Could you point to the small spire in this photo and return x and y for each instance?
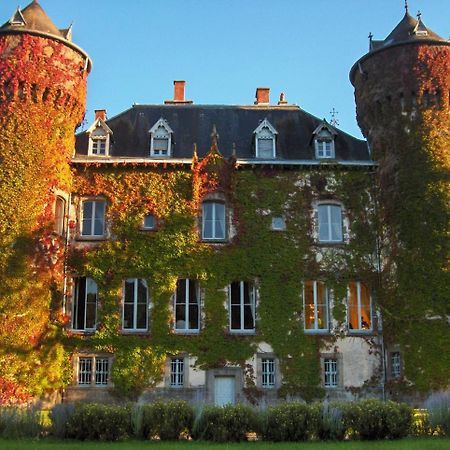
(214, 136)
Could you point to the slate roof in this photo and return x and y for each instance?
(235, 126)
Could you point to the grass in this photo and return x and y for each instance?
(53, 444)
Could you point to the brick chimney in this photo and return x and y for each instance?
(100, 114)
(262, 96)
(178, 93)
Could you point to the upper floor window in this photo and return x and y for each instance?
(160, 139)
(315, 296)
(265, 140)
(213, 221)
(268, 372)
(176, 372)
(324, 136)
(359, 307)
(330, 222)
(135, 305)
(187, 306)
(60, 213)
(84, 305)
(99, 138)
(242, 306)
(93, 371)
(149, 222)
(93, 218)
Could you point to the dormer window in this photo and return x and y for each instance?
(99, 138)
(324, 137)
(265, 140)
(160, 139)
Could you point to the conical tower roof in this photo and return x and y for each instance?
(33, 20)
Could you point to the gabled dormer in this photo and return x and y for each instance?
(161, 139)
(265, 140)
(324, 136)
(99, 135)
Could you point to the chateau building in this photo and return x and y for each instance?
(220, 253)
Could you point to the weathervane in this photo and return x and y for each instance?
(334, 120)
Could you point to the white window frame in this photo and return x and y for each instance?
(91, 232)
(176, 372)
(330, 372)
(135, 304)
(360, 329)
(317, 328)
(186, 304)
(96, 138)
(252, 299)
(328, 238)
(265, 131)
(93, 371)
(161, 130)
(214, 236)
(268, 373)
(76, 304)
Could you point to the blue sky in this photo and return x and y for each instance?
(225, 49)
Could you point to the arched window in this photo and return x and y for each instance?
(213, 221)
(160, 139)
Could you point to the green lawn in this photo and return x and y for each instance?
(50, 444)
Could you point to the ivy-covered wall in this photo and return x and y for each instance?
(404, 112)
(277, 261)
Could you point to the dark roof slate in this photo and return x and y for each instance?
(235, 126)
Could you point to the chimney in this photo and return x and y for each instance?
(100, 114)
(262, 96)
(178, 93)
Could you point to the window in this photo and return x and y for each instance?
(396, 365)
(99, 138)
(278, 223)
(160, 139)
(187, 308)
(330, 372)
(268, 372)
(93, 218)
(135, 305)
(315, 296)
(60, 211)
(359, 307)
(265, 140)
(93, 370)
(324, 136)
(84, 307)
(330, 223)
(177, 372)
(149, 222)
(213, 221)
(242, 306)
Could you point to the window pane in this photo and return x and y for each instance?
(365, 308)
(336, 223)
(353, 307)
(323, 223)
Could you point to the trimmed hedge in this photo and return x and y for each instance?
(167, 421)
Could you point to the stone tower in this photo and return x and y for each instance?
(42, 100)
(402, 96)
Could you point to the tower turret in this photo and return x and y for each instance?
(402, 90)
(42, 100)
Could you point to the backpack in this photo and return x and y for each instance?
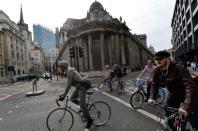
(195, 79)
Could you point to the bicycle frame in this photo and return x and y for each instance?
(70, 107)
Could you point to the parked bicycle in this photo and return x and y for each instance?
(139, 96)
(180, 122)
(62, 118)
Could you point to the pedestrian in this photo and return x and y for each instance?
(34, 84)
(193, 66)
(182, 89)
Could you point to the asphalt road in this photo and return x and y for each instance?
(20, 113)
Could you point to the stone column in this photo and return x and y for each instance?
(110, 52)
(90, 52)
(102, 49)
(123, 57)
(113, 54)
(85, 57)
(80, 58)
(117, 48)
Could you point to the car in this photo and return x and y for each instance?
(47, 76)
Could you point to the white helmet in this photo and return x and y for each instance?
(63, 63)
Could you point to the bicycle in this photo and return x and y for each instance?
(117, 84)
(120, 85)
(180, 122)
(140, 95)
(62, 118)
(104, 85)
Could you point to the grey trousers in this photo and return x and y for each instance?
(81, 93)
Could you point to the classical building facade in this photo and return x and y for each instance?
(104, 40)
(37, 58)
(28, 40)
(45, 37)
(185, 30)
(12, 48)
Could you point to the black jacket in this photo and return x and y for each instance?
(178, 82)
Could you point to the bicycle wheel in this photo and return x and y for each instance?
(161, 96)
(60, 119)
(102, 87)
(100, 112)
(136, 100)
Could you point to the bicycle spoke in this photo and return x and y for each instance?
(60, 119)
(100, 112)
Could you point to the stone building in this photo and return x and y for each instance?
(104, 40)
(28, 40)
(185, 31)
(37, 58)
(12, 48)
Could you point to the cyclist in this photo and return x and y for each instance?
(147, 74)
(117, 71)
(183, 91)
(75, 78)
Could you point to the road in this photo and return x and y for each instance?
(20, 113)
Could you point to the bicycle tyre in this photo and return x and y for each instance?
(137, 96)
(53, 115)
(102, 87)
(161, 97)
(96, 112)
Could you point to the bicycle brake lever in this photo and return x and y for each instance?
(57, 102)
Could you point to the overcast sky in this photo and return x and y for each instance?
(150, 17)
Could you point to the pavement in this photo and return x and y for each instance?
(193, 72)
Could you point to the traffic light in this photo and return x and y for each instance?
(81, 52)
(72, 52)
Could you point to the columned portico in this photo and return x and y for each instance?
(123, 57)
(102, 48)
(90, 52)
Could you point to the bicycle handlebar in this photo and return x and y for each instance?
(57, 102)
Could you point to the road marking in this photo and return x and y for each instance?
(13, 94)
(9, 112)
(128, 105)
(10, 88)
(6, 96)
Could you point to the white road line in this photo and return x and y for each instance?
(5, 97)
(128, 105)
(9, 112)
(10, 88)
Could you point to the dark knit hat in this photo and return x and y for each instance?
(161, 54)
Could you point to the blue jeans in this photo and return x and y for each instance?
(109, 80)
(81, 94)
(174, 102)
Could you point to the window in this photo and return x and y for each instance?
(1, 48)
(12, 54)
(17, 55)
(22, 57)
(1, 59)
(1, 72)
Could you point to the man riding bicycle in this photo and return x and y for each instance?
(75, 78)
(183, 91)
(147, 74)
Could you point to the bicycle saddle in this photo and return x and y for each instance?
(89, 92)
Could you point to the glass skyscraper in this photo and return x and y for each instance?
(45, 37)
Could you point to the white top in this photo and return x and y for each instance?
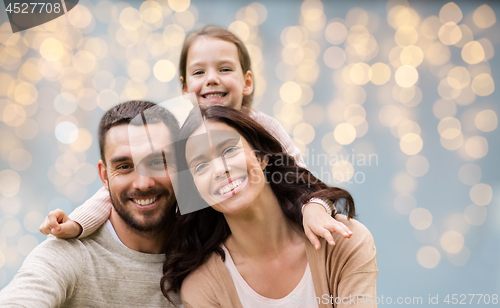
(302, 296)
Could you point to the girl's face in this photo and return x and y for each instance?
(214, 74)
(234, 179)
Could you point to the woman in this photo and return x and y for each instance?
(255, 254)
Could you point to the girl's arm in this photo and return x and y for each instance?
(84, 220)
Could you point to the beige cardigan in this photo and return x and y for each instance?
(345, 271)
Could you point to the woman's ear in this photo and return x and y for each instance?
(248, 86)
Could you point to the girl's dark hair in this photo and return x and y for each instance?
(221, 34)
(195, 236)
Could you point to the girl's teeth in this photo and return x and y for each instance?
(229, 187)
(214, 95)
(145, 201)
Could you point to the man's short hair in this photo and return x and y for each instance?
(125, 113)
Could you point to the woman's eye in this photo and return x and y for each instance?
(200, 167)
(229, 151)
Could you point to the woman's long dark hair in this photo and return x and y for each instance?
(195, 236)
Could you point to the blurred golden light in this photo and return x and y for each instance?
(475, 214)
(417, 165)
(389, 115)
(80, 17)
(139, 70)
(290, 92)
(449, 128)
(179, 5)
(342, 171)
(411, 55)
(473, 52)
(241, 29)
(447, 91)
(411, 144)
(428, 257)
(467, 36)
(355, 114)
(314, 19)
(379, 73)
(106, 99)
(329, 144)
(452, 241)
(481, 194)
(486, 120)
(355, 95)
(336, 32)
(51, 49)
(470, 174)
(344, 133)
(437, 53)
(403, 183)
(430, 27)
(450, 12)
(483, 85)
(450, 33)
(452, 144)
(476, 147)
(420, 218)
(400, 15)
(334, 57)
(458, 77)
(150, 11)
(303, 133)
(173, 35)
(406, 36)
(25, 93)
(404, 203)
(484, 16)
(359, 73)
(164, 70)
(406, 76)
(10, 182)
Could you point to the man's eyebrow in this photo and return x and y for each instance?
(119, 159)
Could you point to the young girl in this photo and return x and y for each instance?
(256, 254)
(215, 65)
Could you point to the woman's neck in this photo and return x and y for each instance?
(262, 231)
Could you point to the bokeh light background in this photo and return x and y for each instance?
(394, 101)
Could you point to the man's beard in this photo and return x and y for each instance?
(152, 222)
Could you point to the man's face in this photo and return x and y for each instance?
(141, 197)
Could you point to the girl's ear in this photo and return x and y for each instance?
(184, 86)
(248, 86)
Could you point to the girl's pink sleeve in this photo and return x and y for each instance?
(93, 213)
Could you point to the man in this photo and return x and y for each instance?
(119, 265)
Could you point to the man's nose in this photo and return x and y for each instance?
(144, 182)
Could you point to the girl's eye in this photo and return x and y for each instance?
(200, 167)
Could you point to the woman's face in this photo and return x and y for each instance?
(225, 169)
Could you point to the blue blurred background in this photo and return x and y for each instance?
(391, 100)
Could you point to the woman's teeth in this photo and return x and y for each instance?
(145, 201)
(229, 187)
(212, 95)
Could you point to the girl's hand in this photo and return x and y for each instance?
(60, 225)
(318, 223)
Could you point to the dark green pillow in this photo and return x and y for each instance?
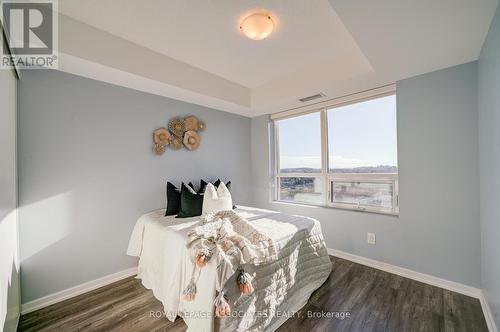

──────────────────────────────

To be done:
Reproduce word for word the stretch from the line containing "Could you point to the girl's hand" through the end of the material, leaving out the pictures.

Right answer:
Could you point to the girl's hand in this photo and return x and y for each instance?
(60, 225)
(318, 223)
Could you point to the dark green pillow in this photo and return x and y for each instance?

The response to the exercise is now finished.